Every line of the records that holds the word "metal" should be copied.
___ Extracted data ___
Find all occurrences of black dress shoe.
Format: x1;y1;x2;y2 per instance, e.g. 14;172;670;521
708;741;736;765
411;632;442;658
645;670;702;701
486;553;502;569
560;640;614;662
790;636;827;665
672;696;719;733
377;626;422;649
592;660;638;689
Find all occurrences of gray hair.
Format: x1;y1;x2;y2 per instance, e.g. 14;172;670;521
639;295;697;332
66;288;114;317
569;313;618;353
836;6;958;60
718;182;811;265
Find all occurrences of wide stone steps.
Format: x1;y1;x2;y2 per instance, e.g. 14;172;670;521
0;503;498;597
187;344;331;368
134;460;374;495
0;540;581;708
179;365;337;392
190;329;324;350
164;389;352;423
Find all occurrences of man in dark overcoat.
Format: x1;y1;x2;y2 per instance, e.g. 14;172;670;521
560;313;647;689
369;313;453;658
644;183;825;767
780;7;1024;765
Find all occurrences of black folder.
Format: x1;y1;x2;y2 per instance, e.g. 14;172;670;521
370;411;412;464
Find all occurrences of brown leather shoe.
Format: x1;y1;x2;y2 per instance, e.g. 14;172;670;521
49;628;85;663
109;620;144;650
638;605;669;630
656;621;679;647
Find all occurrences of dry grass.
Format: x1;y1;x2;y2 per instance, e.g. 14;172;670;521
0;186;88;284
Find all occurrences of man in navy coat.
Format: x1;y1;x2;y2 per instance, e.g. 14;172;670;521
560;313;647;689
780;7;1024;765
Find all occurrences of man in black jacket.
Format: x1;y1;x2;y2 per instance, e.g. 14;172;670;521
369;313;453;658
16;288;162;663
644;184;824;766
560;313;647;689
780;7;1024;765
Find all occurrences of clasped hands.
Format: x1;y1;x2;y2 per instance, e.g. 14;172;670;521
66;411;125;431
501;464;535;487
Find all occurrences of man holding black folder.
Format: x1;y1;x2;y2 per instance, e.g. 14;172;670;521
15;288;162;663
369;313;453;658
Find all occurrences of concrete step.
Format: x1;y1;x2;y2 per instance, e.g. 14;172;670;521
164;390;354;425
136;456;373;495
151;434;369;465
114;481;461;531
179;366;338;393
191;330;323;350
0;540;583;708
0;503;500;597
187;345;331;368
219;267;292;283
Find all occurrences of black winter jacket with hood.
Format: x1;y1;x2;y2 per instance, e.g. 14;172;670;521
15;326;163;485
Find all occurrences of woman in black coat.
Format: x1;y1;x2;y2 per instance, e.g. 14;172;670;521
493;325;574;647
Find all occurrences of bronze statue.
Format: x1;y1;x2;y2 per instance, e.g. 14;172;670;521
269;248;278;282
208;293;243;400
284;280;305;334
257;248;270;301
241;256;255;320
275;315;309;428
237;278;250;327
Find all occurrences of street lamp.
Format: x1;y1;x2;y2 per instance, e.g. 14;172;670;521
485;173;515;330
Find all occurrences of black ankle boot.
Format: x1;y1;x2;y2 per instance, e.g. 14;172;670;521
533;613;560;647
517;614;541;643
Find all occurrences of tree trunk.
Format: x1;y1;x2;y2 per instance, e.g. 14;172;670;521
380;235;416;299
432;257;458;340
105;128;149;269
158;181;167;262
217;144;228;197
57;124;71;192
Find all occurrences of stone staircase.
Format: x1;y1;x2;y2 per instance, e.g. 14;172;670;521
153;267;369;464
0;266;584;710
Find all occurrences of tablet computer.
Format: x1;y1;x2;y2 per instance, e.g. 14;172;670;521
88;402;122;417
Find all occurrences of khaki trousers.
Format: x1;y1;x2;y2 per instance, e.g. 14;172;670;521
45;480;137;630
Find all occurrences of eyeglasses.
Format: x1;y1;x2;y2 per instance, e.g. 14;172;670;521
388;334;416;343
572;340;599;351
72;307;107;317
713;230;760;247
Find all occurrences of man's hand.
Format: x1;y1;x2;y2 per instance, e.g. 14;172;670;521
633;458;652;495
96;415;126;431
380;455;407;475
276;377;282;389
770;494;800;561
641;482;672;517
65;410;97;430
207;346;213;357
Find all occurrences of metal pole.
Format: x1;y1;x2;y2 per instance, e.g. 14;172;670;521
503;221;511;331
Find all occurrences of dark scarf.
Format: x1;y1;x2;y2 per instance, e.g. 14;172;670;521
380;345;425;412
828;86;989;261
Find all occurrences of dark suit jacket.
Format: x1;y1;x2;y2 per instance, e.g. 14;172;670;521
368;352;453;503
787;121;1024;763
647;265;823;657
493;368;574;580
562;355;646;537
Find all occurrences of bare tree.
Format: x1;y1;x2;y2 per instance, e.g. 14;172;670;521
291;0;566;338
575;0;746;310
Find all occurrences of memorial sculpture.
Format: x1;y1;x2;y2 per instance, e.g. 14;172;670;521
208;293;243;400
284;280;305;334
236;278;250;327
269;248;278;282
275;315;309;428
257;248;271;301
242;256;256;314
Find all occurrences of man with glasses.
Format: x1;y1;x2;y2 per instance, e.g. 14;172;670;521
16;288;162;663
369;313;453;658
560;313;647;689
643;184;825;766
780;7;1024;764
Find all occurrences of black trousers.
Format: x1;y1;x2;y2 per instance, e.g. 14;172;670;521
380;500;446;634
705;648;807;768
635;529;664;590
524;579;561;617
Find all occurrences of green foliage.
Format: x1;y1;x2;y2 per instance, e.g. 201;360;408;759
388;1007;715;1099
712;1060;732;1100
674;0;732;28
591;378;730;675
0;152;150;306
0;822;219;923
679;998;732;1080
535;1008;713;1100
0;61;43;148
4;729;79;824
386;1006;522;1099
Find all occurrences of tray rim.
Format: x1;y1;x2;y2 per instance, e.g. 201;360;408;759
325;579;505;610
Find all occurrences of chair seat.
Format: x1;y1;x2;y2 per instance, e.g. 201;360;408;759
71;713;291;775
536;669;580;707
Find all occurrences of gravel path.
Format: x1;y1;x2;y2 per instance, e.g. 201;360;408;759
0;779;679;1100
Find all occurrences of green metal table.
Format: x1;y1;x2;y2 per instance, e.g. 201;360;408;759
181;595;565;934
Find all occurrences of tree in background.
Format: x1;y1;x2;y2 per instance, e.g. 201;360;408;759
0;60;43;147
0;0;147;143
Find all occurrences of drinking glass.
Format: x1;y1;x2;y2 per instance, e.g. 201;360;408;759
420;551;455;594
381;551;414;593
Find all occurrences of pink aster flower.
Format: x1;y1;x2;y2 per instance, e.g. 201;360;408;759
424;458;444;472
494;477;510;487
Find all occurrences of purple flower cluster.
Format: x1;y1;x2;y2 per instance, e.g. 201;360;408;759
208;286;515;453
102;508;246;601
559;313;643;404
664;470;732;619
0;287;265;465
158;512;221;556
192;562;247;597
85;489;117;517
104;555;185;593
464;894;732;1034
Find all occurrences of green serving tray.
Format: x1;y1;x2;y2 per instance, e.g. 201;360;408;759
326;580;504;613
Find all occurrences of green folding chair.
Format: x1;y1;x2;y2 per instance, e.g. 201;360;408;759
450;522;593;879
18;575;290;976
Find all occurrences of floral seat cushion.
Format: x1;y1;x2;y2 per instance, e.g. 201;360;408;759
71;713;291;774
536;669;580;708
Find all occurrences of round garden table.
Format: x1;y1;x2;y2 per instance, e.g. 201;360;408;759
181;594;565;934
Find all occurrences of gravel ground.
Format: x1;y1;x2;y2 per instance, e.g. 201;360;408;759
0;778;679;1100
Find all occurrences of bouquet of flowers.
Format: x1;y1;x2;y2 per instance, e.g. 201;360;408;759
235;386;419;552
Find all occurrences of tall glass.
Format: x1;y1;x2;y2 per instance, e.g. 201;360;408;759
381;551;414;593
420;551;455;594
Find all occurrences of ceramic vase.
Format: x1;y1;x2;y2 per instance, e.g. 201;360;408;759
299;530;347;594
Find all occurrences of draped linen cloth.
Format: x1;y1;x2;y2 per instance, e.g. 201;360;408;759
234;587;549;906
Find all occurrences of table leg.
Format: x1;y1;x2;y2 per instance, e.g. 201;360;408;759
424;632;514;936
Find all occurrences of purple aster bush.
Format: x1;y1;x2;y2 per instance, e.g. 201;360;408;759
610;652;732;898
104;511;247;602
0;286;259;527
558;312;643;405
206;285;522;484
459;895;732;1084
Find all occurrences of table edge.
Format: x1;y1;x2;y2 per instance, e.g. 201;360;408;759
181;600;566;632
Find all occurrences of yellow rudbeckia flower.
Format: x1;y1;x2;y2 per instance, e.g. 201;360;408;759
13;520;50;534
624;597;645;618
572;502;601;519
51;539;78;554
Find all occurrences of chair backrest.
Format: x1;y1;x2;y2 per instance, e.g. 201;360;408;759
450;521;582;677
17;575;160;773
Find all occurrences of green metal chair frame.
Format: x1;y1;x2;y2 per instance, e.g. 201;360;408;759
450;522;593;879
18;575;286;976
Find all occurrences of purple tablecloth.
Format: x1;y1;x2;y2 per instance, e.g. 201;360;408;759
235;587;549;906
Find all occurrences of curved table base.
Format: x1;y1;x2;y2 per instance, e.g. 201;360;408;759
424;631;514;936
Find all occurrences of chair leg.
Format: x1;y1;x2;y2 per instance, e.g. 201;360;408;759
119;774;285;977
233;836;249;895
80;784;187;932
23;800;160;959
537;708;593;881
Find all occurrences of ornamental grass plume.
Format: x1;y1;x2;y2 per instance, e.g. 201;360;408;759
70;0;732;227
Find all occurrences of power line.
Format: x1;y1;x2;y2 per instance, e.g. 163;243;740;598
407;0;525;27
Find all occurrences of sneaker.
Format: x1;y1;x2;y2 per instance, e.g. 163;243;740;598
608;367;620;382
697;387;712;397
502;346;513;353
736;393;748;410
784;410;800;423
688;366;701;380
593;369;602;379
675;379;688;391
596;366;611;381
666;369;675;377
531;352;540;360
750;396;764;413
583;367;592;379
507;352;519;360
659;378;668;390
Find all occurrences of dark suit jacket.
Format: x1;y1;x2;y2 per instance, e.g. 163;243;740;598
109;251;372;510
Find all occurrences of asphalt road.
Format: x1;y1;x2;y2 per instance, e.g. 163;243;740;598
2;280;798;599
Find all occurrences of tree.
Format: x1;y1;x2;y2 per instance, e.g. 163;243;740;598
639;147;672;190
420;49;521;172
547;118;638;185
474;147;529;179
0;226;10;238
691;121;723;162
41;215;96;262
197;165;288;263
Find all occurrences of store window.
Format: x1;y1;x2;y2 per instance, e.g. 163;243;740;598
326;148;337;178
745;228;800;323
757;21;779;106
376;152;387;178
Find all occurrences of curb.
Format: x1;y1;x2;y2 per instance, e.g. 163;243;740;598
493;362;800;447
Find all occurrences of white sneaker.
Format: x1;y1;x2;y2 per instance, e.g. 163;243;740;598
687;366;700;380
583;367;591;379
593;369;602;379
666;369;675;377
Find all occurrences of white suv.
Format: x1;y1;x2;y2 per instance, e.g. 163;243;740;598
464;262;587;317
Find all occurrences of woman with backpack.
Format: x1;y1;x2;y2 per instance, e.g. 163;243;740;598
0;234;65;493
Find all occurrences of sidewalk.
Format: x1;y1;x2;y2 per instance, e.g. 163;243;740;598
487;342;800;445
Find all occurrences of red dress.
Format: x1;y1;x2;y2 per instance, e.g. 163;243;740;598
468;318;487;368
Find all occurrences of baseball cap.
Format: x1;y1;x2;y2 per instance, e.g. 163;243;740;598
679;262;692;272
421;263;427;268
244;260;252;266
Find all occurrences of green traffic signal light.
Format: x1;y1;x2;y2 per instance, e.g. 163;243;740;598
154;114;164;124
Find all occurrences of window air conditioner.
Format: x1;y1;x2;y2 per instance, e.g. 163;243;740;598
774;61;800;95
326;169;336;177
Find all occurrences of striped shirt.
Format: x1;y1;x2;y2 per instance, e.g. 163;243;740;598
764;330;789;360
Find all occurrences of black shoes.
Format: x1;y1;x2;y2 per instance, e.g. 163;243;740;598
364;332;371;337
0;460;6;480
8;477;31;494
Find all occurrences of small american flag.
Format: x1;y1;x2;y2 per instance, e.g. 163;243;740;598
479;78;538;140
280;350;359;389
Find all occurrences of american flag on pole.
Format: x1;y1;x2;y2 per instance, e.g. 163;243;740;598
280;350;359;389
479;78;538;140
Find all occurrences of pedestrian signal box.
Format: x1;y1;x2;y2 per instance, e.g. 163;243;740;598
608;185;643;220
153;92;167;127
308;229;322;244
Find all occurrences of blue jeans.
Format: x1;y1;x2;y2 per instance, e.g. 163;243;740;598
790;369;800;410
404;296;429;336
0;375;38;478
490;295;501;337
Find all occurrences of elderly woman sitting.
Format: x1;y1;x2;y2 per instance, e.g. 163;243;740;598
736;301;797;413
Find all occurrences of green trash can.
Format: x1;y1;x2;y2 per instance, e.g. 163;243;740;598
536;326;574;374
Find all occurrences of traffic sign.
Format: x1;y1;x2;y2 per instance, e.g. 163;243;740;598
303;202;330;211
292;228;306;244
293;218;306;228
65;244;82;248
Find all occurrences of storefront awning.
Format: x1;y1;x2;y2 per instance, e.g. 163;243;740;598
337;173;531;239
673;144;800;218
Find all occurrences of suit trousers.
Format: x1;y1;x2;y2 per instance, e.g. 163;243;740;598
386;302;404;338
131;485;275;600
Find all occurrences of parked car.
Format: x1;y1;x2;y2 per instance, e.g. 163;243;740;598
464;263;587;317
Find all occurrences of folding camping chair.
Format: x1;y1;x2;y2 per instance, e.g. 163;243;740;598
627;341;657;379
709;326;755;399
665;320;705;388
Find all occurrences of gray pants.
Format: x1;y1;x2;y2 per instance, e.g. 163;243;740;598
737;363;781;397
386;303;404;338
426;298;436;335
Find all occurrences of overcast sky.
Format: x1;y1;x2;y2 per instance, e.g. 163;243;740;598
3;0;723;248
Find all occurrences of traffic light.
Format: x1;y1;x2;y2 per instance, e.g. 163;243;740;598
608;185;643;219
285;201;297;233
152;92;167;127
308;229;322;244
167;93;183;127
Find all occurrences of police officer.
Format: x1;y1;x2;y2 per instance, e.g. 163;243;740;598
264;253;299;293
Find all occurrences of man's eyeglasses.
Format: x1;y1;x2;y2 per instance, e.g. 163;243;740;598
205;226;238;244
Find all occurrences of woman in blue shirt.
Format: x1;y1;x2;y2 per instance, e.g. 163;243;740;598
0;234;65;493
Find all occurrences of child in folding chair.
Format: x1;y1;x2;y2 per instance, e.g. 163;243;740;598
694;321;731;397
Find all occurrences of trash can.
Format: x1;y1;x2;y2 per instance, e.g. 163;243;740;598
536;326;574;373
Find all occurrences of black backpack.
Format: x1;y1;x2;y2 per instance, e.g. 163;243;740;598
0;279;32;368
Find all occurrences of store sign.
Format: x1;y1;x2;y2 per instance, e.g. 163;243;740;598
___
▶ [Response area]:
Find all occurrences of metal pole.
Find all occurrences of green metal table.
Find all occurrences of green metal chair frame.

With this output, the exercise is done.